Originally Posted by worc3247

i) Let $\displaystyle f:\mathbb{R}\rightarrow\mathbb{R}$ be differentiable, let $\displaystyle a\in\mathbb{R}$. Suppose that $\displaystyle f$''$(a)$ exists.
Prove that $\displaystyle \displaystyle\lim_{h\to 0}\frac{f(a+h)-2f(a)+f(a-h)}{h^2} = f$''$(a)$.

I realise I need to use L'Hopitals rule at some point but i'm not sure how I can justify the conditions needed to use it. If someone could help me with the first part, I may be able to get the second. Thanks!

---

The use of l'Hopital rule in the basic definition of second order derivative is not 'fully secure'... better is to derive the second derivative as limit as follows...

$\displaystyle \displaystyle f^{''} (a)= \lim_{h \rightarrow 0} \frac{\frac{f(a+h)-f(a)}{h} - \frac{f(a)-f(a-h)}{h}}{h}= \lim_{h \rightarrow 0} \frac{f(a+h)-2 f(a) + f(a-h)}{h^{2}}$

Kind regards

$\displaystyle \chi$ $\displaystyle \sigma$

*Actions to take*:
(1) Repeat the part of the forum thread on the second derivative that begins at the words "i) Let $\displaystyle" and stops after the words "that $\displaystyle f$''$(a)$ exists.".
(2) In the forum thread on the second derivative, which rule does the original poster think must be used at some point?
(3) Summarize the forum thread on the second derivative in two sentences.

*Raw records*:
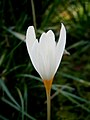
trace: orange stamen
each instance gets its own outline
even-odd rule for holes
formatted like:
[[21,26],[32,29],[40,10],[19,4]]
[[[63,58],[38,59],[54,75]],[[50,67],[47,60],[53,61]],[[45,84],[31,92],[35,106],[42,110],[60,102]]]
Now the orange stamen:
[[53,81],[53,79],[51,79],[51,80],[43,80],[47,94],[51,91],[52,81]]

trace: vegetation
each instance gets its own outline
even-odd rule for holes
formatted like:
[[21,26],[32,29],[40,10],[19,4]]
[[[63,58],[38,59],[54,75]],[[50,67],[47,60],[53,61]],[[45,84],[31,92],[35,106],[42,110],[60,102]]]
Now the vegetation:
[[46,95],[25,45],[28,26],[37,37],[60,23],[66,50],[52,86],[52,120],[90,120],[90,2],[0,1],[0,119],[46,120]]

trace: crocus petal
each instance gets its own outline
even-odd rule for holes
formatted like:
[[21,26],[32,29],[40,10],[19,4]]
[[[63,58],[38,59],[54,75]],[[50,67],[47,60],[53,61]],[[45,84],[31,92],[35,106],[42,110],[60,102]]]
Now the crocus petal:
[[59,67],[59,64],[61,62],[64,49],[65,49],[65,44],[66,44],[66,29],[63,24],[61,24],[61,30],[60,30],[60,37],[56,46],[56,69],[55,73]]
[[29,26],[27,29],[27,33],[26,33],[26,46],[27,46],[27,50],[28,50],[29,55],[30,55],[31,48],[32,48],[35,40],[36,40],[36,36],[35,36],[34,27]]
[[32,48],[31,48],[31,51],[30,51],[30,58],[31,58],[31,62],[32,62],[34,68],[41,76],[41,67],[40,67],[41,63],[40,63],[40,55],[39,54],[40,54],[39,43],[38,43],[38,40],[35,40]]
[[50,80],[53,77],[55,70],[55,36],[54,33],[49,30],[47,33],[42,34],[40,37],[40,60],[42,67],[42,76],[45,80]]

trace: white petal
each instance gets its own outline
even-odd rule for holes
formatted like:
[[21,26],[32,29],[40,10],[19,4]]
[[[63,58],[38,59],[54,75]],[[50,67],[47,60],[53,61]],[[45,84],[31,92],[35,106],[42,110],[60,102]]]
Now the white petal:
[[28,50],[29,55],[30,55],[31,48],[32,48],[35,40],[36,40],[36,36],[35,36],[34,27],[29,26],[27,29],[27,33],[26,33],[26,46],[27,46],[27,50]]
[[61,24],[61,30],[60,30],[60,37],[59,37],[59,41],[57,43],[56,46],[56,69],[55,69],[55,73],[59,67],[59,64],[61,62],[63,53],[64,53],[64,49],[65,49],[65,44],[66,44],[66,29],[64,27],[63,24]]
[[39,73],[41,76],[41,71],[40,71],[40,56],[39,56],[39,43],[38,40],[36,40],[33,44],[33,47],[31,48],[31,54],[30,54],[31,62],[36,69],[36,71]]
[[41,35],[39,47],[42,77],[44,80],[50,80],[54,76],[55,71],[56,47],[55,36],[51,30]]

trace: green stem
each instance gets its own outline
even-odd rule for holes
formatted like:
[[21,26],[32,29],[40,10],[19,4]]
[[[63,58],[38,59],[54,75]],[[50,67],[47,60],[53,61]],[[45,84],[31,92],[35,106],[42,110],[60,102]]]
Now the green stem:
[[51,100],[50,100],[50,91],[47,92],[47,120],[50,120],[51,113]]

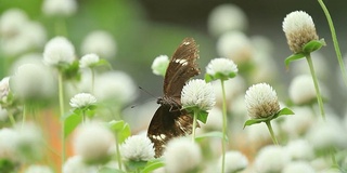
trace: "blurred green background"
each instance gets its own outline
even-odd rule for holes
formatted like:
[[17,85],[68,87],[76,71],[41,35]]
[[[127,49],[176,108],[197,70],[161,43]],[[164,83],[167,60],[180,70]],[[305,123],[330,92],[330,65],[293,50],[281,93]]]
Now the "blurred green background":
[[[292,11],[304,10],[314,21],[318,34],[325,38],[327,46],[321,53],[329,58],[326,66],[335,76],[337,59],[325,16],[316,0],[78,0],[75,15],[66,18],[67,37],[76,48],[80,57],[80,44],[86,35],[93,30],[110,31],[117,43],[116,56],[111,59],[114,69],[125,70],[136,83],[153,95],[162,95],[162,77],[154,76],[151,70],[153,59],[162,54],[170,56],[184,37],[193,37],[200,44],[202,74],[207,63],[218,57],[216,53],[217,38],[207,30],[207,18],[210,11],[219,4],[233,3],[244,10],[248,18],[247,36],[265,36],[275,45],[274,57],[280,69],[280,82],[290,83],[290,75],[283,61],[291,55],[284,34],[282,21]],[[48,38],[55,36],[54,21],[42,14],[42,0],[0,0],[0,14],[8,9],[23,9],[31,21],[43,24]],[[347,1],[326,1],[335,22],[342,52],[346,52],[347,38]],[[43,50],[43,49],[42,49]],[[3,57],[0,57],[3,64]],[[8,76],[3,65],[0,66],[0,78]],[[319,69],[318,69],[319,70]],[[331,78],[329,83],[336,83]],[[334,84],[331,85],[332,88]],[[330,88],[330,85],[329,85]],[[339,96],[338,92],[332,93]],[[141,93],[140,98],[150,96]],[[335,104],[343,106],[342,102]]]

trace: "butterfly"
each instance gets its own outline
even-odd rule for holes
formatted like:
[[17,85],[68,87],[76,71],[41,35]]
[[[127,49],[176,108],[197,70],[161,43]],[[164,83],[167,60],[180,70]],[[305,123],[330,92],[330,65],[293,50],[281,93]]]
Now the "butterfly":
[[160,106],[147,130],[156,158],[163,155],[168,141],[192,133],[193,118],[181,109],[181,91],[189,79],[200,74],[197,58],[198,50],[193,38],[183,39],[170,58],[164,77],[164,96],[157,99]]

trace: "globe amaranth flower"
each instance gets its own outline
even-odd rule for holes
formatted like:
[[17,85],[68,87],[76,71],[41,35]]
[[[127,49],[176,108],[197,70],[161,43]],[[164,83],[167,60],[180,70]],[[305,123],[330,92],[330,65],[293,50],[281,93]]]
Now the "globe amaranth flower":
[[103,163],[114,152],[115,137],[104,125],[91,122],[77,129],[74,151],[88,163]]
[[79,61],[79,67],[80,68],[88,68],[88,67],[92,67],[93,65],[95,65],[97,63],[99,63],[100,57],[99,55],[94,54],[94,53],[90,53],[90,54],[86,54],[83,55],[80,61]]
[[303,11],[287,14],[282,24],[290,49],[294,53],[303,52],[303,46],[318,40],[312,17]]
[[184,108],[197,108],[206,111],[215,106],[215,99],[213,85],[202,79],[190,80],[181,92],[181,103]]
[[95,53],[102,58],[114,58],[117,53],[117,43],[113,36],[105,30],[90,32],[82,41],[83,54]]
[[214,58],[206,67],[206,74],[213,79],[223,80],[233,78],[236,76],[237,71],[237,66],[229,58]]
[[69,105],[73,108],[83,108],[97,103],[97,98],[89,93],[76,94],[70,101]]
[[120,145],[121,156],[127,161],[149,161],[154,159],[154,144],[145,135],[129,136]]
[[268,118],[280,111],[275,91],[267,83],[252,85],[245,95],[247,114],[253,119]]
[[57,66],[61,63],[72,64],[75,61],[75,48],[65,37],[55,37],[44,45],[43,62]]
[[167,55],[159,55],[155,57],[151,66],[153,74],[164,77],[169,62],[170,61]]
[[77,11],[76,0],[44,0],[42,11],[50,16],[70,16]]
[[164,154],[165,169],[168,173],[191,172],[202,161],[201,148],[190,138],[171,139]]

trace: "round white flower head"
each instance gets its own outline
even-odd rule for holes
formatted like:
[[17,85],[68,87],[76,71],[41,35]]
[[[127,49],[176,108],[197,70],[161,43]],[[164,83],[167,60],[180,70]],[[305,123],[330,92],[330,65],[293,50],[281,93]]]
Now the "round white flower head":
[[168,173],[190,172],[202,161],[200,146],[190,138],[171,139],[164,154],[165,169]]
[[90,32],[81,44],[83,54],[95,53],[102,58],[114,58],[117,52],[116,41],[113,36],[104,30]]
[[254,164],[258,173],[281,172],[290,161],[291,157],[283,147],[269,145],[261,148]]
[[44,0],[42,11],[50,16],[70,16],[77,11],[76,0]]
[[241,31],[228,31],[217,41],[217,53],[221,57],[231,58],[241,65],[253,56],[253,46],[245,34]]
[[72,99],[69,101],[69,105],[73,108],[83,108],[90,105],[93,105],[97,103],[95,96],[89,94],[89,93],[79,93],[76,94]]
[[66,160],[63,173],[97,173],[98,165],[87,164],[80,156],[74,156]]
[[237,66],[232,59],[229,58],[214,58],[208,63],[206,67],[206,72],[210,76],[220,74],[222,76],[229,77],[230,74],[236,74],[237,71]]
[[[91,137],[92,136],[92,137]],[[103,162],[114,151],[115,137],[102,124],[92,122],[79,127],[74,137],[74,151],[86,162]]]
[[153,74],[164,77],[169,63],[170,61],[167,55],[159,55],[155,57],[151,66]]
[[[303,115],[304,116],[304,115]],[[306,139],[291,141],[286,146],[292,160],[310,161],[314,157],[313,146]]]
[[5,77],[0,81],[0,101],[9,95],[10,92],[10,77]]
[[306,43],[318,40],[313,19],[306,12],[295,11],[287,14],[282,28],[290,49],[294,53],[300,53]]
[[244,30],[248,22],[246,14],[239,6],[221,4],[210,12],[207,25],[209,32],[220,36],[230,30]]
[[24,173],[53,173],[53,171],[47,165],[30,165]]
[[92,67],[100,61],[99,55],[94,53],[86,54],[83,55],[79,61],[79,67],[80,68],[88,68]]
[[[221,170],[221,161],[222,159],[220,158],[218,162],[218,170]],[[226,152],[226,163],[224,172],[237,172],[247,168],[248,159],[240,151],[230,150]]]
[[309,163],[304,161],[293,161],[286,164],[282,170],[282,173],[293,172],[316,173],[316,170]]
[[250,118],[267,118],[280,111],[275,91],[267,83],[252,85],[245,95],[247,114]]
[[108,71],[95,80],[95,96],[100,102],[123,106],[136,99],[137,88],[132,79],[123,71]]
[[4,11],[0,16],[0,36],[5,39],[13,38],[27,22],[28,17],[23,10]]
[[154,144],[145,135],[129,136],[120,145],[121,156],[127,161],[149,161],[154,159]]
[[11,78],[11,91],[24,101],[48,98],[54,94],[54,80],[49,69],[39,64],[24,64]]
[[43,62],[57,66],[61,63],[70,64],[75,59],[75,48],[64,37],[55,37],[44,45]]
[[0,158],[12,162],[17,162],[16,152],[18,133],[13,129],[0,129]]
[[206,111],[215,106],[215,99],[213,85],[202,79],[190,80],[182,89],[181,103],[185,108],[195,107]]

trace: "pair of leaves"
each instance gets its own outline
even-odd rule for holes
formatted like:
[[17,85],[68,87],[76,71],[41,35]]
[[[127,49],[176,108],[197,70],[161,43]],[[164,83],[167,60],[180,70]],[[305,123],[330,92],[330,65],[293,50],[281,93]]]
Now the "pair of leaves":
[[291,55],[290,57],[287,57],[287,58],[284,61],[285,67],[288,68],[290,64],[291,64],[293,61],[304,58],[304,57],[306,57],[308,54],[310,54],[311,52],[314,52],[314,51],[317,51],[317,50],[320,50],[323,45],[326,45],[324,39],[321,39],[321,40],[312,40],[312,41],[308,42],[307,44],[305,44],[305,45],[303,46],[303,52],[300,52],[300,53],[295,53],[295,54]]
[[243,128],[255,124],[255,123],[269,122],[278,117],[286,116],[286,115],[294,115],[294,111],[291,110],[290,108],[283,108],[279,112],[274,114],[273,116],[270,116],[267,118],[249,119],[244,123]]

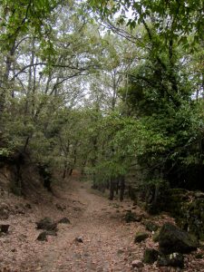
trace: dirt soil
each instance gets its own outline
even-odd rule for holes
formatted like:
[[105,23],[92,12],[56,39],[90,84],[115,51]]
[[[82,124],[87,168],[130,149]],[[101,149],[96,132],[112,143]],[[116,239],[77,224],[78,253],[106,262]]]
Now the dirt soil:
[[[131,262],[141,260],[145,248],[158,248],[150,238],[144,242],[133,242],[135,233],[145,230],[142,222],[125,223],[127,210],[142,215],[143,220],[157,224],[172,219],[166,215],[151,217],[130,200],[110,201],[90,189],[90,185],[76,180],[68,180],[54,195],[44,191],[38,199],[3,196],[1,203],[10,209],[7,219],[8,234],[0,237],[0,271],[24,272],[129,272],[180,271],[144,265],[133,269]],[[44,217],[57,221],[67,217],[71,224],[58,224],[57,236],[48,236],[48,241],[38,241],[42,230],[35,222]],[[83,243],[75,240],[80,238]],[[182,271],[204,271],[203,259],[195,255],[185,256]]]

*Answers to the tasks*:
(1)
i) Let $\displaystyle f:\mathbb{R}\rightarrow\mathbb{R}$ be differentiable, let $\displaystyle a\in\mathbb{R}$. Suppose that $\displaystyle f$''$(a)$ exists.

(2) L'Hopital's rule.

(3) A poster asks how to prove that the limit of (f(a+h) - 2f(a) + f(a-h))/h² as h goes to 0 equals f''(a), and is unsure how to justify the conditions for L'Hopital's rule. A reply says that using L'Hopital's rule there is not fully secure and instead writes the second derivative as the limit of a difference of two difference quotients divided by h, which gives the same expression.